• _Required work_
Can you render the lines of the data below, starting at the line containing "Ground boy's neck in the image above." and ending at the line containing "256,142,264,155", as a Markdown table with the columns Row and Line, skipping any blank lines?
─── Dataset excerpts
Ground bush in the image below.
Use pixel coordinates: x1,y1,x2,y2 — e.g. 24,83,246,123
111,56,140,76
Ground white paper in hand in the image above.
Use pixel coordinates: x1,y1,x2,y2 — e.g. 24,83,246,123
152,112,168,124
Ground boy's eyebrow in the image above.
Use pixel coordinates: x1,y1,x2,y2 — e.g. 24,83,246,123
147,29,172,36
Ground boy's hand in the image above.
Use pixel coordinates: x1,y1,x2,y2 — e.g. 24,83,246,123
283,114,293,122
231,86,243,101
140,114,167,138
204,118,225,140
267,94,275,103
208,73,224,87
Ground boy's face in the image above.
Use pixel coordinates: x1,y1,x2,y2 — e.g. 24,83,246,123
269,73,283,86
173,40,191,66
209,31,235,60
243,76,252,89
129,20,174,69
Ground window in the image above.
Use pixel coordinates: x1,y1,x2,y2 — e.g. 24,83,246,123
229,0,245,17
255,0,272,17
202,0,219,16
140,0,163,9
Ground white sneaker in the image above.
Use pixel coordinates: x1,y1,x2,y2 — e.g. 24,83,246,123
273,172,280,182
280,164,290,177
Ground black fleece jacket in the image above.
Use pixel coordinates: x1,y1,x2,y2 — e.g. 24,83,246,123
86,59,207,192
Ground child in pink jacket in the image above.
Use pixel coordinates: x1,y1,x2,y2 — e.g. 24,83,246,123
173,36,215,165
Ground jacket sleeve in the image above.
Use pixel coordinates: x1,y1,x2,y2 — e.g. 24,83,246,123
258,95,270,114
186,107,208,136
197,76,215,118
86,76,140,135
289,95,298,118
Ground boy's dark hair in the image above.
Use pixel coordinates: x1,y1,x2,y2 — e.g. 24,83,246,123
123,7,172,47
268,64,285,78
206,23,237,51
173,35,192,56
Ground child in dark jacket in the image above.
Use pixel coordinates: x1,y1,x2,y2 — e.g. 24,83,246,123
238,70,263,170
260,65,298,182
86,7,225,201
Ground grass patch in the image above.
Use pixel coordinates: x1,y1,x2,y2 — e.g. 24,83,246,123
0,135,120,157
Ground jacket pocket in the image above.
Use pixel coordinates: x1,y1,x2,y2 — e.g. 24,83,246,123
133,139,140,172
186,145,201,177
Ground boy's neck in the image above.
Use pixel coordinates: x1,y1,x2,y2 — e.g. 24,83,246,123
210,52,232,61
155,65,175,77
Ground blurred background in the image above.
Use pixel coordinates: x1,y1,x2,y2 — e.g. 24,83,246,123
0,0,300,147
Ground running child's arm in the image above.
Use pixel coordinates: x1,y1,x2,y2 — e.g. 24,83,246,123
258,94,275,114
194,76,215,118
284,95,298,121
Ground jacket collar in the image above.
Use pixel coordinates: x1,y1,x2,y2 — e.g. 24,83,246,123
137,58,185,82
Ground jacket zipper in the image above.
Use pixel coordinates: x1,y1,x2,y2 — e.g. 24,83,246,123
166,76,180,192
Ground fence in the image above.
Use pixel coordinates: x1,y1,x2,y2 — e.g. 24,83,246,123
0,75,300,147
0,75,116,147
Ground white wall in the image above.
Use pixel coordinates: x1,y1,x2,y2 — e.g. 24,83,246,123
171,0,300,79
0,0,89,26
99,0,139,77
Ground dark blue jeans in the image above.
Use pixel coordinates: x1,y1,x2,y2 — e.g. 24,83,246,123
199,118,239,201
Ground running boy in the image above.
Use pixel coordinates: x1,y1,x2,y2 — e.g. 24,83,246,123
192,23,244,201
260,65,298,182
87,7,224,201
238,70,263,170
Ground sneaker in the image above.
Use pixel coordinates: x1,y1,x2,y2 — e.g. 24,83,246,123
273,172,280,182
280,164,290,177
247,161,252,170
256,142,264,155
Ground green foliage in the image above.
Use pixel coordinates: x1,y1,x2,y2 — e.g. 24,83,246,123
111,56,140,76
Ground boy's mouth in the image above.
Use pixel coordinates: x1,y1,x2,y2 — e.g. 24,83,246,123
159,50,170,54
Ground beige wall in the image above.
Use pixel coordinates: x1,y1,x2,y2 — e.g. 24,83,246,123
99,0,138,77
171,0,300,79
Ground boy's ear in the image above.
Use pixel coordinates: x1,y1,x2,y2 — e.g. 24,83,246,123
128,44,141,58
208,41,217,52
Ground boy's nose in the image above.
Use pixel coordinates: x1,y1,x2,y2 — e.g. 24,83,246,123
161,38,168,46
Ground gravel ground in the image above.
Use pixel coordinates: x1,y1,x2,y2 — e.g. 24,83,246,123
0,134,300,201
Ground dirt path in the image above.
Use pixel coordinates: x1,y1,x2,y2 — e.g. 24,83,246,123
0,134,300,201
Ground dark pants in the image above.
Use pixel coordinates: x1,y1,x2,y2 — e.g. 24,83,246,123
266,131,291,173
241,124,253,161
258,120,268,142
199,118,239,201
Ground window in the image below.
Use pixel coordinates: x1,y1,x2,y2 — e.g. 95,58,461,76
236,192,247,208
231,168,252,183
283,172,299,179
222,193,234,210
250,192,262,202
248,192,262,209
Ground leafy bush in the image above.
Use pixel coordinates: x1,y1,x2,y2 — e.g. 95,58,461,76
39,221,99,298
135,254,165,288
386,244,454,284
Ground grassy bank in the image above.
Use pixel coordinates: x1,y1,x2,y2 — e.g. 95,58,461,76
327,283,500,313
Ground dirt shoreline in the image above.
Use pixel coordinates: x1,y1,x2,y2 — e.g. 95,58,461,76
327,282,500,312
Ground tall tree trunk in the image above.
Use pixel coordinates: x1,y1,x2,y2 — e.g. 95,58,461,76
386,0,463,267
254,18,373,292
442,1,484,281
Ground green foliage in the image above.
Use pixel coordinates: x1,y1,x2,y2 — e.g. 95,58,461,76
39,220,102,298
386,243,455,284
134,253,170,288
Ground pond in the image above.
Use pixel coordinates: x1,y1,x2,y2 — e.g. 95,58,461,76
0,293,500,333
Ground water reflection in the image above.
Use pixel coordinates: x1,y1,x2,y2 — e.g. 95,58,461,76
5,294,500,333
──────
─── Dataset excerpts
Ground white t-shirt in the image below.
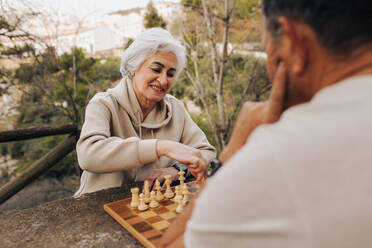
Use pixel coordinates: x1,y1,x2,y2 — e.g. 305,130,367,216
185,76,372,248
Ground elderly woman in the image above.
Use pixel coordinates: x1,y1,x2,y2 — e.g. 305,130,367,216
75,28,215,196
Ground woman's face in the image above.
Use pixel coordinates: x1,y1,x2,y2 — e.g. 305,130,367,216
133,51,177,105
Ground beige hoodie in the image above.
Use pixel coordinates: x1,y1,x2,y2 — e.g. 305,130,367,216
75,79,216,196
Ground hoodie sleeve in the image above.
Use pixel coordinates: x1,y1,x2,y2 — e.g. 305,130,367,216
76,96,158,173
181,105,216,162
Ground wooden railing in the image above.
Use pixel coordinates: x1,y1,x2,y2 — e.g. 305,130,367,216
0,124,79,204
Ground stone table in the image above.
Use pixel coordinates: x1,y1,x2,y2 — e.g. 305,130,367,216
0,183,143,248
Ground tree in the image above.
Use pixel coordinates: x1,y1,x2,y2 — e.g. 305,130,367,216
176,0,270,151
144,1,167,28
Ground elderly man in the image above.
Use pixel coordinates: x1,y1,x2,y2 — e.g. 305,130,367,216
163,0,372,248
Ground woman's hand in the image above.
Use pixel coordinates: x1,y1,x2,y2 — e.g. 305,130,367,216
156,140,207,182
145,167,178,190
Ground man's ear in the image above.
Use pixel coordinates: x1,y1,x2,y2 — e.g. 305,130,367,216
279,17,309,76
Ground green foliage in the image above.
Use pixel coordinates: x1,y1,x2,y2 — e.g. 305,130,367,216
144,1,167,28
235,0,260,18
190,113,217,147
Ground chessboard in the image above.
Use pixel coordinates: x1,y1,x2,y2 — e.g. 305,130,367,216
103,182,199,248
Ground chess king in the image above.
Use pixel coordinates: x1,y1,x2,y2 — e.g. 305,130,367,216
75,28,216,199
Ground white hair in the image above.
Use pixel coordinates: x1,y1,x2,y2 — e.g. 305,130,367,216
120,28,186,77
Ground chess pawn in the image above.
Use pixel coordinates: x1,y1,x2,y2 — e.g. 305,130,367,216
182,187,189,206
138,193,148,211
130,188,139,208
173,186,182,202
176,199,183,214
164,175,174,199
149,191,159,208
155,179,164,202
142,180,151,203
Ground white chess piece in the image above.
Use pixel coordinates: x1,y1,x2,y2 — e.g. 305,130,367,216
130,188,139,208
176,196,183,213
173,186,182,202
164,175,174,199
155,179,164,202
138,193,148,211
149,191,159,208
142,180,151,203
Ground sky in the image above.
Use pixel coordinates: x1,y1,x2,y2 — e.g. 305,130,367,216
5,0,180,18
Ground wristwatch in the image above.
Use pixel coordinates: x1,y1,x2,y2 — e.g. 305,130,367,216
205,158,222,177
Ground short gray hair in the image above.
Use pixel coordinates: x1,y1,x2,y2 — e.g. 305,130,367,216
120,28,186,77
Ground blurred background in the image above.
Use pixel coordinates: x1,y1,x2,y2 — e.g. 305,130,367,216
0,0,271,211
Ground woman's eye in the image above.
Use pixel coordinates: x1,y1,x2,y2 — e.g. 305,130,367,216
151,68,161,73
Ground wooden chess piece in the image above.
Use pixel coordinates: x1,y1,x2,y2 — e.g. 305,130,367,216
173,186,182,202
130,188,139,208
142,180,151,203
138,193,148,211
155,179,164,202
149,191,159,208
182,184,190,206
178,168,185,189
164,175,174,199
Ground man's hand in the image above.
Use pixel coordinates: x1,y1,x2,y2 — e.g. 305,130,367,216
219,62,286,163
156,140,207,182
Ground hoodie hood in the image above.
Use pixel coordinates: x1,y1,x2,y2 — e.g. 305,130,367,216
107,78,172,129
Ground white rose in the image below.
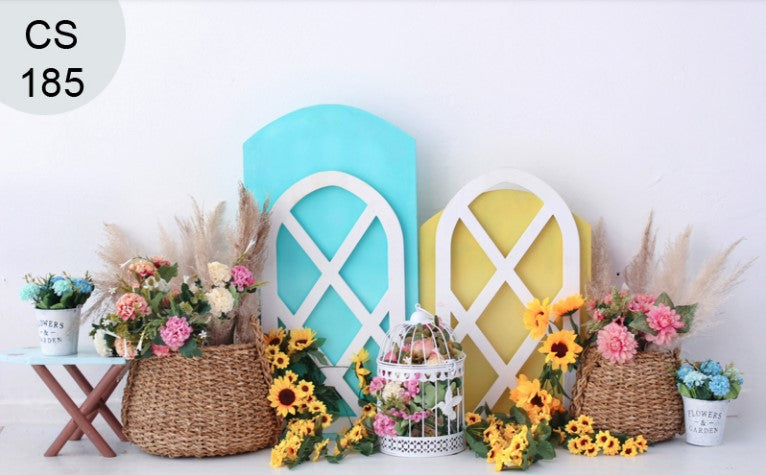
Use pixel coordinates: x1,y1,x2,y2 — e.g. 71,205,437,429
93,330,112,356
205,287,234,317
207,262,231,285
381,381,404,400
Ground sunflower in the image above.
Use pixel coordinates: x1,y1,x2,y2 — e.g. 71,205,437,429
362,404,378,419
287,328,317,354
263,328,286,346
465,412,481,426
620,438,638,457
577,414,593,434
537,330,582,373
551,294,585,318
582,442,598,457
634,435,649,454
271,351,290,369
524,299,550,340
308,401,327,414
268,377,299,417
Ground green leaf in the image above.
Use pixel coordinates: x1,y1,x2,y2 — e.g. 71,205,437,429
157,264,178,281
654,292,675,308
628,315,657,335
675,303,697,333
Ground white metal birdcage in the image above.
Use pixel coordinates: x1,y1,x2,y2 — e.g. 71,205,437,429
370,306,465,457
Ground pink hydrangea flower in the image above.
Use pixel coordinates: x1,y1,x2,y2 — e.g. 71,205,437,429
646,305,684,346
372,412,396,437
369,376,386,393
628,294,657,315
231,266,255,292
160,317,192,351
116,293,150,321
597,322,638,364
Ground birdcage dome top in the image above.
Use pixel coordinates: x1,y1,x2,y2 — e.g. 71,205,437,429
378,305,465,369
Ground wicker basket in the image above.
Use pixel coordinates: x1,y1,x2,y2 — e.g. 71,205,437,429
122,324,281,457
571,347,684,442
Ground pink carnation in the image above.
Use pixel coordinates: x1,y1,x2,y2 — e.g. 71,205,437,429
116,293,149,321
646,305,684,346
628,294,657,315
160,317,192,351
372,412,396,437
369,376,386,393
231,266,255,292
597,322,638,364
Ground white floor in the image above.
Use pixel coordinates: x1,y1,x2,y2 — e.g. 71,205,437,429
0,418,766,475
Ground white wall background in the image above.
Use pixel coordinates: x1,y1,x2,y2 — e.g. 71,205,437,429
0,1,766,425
──────
─── Dataset excerpts
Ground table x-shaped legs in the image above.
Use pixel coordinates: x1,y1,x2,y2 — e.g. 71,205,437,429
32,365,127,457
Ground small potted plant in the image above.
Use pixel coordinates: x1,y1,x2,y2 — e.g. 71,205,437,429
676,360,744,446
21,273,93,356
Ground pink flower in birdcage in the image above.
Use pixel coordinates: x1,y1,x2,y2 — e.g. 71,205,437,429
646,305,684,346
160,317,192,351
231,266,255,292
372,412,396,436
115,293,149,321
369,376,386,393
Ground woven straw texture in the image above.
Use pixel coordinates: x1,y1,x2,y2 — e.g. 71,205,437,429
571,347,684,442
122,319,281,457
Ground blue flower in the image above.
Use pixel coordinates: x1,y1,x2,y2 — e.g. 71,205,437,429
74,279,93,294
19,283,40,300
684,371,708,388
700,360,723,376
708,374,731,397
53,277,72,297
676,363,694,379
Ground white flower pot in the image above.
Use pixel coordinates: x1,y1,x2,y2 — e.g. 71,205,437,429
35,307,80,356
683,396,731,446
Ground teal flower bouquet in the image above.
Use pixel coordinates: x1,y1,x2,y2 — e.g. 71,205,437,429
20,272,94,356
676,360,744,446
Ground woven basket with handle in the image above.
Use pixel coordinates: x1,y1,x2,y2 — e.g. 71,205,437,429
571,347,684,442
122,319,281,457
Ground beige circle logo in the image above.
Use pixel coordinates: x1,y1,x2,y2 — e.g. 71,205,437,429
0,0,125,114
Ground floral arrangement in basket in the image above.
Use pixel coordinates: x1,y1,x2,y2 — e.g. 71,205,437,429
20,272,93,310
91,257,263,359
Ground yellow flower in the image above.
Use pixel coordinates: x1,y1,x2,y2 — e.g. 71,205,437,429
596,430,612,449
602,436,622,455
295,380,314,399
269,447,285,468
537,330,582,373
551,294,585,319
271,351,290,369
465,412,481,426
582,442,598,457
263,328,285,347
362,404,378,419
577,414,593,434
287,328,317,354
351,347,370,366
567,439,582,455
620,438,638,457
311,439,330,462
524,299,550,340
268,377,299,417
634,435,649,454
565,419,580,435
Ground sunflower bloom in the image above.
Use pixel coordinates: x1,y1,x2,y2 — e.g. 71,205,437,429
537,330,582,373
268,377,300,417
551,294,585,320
──────
• _Written response_
| Row | Line |
|---|---|
| 1 | Ground boy's neck in the image above. |
| 2 | Use pixel coordinates: x1,y1,x2,y2 — e.g. 24,83,246,123 |
| 3 | 210,52,232,61 |
| 4 | 155,65,175,77 |
| 5 | Ground blurred background in the image above. |
| 6 | Use pixel coordinates: x1,y1,x2,y2 — e.g. 24,83,246,123 |
| 7 | 0,0,300,147 |
| 8 | Ground running child's arm in the image above. |
| 9 | Use pixel coordinates: x1,y1,x2,y2 — e.g. 24,83,246,123 |
| 10 | 258,94,275,114 |
| 11 | 194,76,215,118 |
| 12 | 284,95,298,121 |
| 13 | Ground jacket collar in the image above. |
| 14 | Use pixel coordinates: x1,y1,x2,y2 — e.g. 24,83,246,123 |
| 15 | 137,58,185,82 |
| 16 | Ground jacket zipper in the image above. |
| 17 | Use pixel coordinates: x1,y1,x2,y2 — e.g. 24,83,246,123 |
| 18 | 166,76,180,192 |
| 19 | Ground fence in the image above. |
| 20 | Use pixel coordinates: x1,y1,x2,y2 — e.g. 24,83,246,123 |
| 21 | 0,75,300,147 |
| 22 | 0,75,116,147 |
| 23 | Ground white wall in the image above. |
| 24 | Use pixel coordinates: x1,y1,x2,y2 — e.g. 24,83,246,123 |
| 25 | 171,0,300,79 |
| 26 | 0,0,89,26 |
| 27 | 99,0,139,77 |
| 28 | Ground dark blue jeans in the image above. |
| 29 | Use pixel coordinates: x1,y1,x2,y2 — e.g. 24,83,246,123 |
| 30 | 199,118,239,201 |
| 31 | Ground running boy in the image above. |
| 32 | Use pixel coordinates: x1,y1,x2,y2 — e.g. 24,83,246,123 |
| 33 | 192,23,244,201 |
| 34 | 260,65,298,182 |
| 35 | 87,7,224,201 |
| 36 | 238,70,263,170 |
| 37 | Ground sneaker in the image above. |
| 38 | Use pixel coordinates: x1,y1,x2,y2 — e.g. 24,83,246,123 |
| 39 | 273,172,280,182 |
| 40 | 280,164,290,177 |
| 41 | 247,161,252,170 |
| 42 | 256,142,264,155 |